_TASK INSTRUCTIONS_.
Set down every entry exactly as it was written.

_INPUT DATA_.
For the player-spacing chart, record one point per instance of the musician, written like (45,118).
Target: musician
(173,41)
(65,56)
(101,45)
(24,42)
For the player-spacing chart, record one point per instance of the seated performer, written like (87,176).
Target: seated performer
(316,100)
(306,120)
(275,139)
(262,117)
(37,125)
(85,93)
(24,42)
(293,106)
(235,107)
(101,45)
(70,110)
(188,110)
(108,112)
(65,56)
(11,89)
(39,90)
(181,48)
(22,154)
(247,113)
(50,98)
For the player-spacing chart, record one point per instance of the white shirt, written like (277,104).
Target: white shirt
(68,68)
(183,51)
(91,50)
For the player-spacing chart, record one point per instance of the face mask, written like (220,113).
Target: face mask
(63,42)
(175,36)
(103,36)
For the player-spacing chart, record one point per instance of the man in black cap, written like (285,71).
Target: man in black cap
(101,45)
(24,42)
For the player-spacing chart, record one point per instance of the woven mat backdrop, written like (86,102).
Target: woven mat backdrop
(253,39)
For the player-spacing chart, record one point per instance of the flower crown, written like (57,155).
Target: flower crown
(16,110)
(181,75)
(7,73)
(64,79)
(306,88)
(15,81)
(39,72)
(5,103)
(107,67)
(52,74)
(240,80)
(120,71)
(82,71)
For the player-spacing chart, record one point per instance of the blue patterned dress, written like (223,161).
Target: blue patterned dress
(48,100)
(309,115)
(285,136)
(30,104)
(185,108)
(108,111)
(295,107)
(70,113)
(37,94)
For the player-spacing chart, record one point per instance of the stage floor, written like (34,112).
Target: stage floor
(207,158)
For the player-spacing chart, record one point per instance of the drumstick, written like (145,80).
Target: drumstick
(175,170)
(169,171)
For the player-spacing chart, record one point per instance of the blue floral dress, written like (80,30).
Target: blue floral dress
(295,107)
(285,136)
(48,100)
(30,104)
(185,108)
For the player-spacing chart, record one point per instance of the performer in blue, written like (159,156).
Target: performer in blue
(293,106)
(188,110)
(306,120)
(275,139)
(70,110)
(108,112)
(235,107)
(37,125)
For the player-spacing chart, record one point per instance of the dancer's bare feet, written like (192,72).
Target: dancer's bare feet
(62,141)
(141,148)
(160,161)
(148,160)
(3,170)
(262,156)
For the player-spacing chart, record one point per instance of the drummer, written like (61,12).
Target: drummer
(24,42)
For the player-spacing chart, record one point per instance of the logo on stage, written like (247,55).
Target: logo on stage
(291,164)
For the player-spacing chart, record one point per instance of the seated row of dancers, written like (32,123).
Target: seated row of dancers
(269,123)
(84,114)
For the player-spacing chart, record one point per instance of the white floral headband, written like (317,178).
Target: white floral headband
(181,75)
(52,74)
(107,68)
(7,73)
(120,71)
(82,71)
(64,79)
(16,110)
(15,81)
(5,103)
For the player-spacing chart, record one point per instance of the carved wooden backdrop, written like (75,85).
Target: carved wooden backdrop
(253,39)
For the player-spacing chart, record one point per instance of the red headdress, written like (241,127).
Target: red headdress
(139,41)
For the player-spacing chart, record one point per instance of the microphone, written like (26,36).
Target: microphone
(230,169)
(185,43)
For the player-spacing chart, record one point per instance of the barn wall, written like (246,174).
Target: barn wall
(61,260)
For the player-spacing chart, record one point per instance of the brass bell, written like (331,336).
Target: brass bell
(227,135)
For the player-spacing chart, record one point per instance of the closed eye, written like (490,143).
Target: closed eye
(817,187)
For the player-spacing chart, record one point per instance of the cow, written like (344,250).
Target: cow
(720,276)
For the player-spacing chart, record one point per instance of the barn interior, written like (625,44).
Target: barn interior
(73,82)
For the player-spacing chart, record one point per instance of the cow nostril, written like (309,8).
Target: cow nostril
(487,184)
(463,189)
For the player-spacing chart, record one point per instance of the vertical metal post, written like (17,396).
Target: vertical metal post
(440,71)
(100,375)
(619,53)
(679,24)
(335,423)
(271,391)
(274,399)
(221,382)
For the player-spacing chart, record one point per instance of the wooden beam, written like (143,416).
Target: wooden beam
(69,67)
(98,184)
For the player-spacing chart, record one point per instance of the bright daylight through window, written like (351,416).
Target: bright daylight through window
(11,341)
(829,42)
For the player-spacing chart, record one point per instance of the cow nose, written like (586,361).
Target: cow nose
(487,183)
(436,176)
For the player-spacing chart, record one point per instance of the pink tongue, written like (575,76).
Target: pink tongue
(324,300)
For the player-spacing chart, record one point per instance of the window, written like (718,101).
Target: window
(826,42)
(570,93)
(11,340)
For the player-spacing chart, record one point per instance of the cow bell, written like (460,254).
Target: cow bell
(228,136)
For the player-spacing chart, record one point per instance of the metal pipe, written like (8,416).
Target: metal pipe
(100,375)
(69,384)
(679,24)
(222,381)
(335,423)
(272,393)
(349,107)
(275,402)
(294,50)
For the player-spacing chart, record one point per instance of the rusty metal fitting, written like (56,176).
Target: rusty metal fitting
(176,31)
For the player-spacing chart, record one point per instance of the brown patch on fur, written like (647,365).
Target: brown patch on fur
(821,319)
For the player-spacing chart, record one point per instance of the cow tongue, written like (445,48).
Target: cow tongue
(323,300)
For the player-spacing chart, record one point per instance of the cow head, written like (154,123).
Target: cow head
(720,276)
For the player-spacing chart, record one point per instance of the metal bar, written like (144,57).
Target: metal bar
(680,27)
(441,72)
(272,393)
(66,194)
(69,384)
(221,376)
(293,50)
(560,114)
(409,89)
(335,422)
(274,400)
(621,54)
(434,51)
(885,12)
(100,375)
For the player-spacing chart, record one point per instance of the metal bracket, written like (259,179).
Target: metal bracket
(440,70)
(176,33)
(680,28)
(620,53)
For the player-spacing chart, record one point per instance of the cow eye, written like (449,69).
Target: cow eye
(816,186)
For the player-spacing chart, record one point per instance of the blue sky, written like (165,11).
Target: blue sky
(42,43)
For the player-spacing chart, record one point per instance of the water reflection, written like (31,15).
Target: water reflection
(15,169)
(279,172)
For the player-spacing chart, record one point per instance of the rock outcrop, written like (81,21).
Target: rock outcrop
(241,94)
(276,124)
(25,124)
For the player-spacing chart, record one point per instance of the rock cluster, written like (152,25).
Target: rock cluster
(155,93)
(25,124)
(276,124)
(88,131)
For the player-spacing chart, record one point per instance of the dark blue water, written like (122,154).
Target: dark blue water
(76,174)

_ANSWER TO THIS PROBLEM_.
For the player-spacing chart, record one point per instance of the musician, written like (45,118).
Target: musician
(173,41)
(65,56)
(101,45)
(24,42)
For the player-spacing chart, record one point per instance of the seated performer, written like (87,176).
Target: seated performer
(316,100)
(306,120)
(275,139)
(262,117)
(37,125)
(85,93)
(24,42)
(293,106)
(235,107)
(101,45)
(70,110)
(188,110)
(108,112)
(65,56)
(11,89)
(39,90)
(181,48)
(22,154)
(247,113)
(50,98)
For the player-spacing chart, record one point per instance of the white shirt, written like (277,104).
Target: white shirt
(68,68)
(183,51)
(91,50)
For the player-spacing chart, record one point per instance of the face mask, written like (220,113).
Target: face mask
(63,42)
(175,36)
(103,36)
For the player-spacing chart, record one point per instance of the man in black cap, written like (285,71).
Target: man in black cap
(101,45)
(24,42)
For the player-spacing chart, record one point per instance of the woven mat backdrop, written like (86,102).
Target: woven mat backdrop
(253,39)
For the player-spacing chart, record one point per instance of the flower crown, written like (57,155).
Target: flower crown
(16,110)
(181,75)
(7,73)
(64,79)
(306,88)
(15,81)
(39,72)
(5,103)
(107,67)
(52,74)
(240,80)
(120,71)
(82,71)
For the player-spacing chart, record one point per instance of the blue patterned dress, written like (223,161).
Target: blue patterned dress
(48,100)
(309,115)
(285,136)
(30,104)
(185,108)
(108,111)
(295,107)
(70,113)
(37,94)
For the player-spacing chart, record one point per instance of the stage floor, written like (34,112).
Target: stage floor
(207,158)
For the player-spacing chart, record one point per instance of the drumstick, written like (145,80).
Target: drumstick
(175,170)
(169,171)
For the player-spacing chart, record one point per instance of the blue floral dress, written like (80,30).
Target: blue floral dress
(295,107)
(285,136)
(48,100)
(30,104)
(185,108)
For the player-spacing chart, record one point per instance of the performer in blue, written like (159,156).
Target: performer in blue
(293,106)
(188,110)
(306,120)
(275,139)
(70,110)
(108,112)
(235,107)
(37,125)
For the player-spacing chart, record one point per instance of the dancer's bare feet, written like (192,72).
Target: dancer's bare feet
(62,141)
(141,148)
(160,161)
(148,160)
(3,170)
(262,156)
For the player-spacing chart, record one point per instance of the drummer, written like (61,12).
Target: drummer
(24,42)
For the player-spacing chart, record one point per instance of the logo on stage, written like (247,55).
Target: logo on stage
(291,164)
For the player-spacing chart, record one point per instance of the seated row of dancers, written like (32,123).
Target: seated row of dancers
(269,123)
(84,114)
For the player-spacing chart, record one point per instance of the white floral headband, written like (317,178).
Target: white floral headband
(181,75)
(52,74)
(107,68)
(7,73)
(120,71)
(82,71)
(64,79)
(16,110)
(15,81)
(5,103)
For the player-spacing chart, record one point per instance of the carved wooden backdrop, written like (75,85).
Target: carved wooden backdrop
(253,39)
For the player-spacing chart, record one point per instance of the red headdress, written like (241,127).
Target: red headdress
(139,41)
For the player-spacing chart, record one point per instance of the microphone, written like (26,36).
Target: microphone
(230,169)
(185,43)
For the player-spacing chart, record one point per instance of the barn wall, written like (246,174).
Target: barn wall
(61,260)
For the player-spacing chart, record one point per instance of the brass bell, written like (331,336).
Target: brass bell
(227,135)
For the player-spacing chart, record one point per instance of the closed eye, written like (490,143).
Target: closed eye
(817,187)
For the player-spacing chart, record one point per instance of the cow, written like (344,250).
Target: cow
(720,276)
For the player-spacing chart, record one point per instance of the barn interior, written like (625,44).
Target: barn interior
(73,82)
For the player-spacing chart, record one point per instance of the cow nostril, written like (309,8).
Target: cow nostril
(487,184)
(463,189)
For the player-spacing chart, record one point per instance of the vertical metal post, written like (17,396).
Target: vertical metal post
(440,71)
(100,375)
(619,53)
(679,24)
(335,423)
(271,391)
(274,399)
(221,382)
For the player-spacing chart, record one point per instance of the wooden beam, written like (143,416).
Target: wooden beam
(69,67)
(98,184)
For the player-spacing chart, record one point per instance of the bright daylight through window, written like (351,416).
Target: bright daylight through window
(11,341)
(829,42)
For the player-spacing chart, record one point per instance of the cow nose, written like (586,361).
Target: cow nose
(487,183)
(436,176)
For the player-spacing chart, record one point per instance of the pink tongue, written like (575,76).
Target: pink tongue
(324,300)
For the player-spacing chart, record one point per instance of the window, written like (718,101).
Target: window
(826,42)
(570,93)
(11,340)
For the player-spacing chart, record one point per instance of the cow bell, written like (460,254).
Target: cow bell
(228,136)
For the player-spacing chart, record one point per instance of the metal pipe, written like (8,416).
Target: metal pipe
(100,375)
(69,384)
(679,24)
(222,381)
(335,423)
(272,393)
(349,107)
(275,402)
(294,50)
For the player-spacing chart, record one point per instance of the rusty metal fitting, written like (56,176).
Target: rusty metal fitting
(176,31)
For the player-spacing chart, record one point per instance of the brown patch on fur, written like (647,365).
Target: brown patch on fur
(821,319)
For the player-spacing chart, record one point per instance of the cow tongue, written like (445,48).
Target: cow tongue
(323,300)
For the player-spacing chart, record one point per instance of the cow head, written like (154,123).
Target: cow head
(720,276)
For the player-spacing chart, record one point per instance of the metal bar, written like (144,57).
Target: metal bar
(680,27)
(441,72)
(272,393)
(66,194)
(69,384)
(221,376)
(293,50)
(560,114)
(409,89)
(335,422)
(274,400)
(621,54)
(434,51)
(885,12)
(100,375)
For the player-spacing chart, record one point per instance of the metal bracket, written like (259,179).
Target: metal bracket
(440,70)
(176,33)
(680,28)
(620,53)
For the player-spacing chart, record one point per instance of the cow eye, written like (449,69).
Target: cow eye
(816,186)
For the player-spacing chart, record one point per instance of the blue sky, written like (165,11).
Target: blue sky
(42,43)
For the player-spacing chart, record one point per instance of the water reflection, written like (31,15).
Target: water reflection
(15,169)
(279,172)
For the player-spacing chart, record one point per instance of the rock outcrop, written like (81,21).
Target: rock outcrop
(241,94)
(276,124)
(25,124)
For the player-spacing chart, record one point per instance of the rock cluster, written like (152,25).
Target: rock cluster
(155,93)
(25,124)
(276,124)
(88,131)
For the player-spacing chart, record one point per instance of the dark blue water, written like (122,154).
Target: dark blue water
(76,174)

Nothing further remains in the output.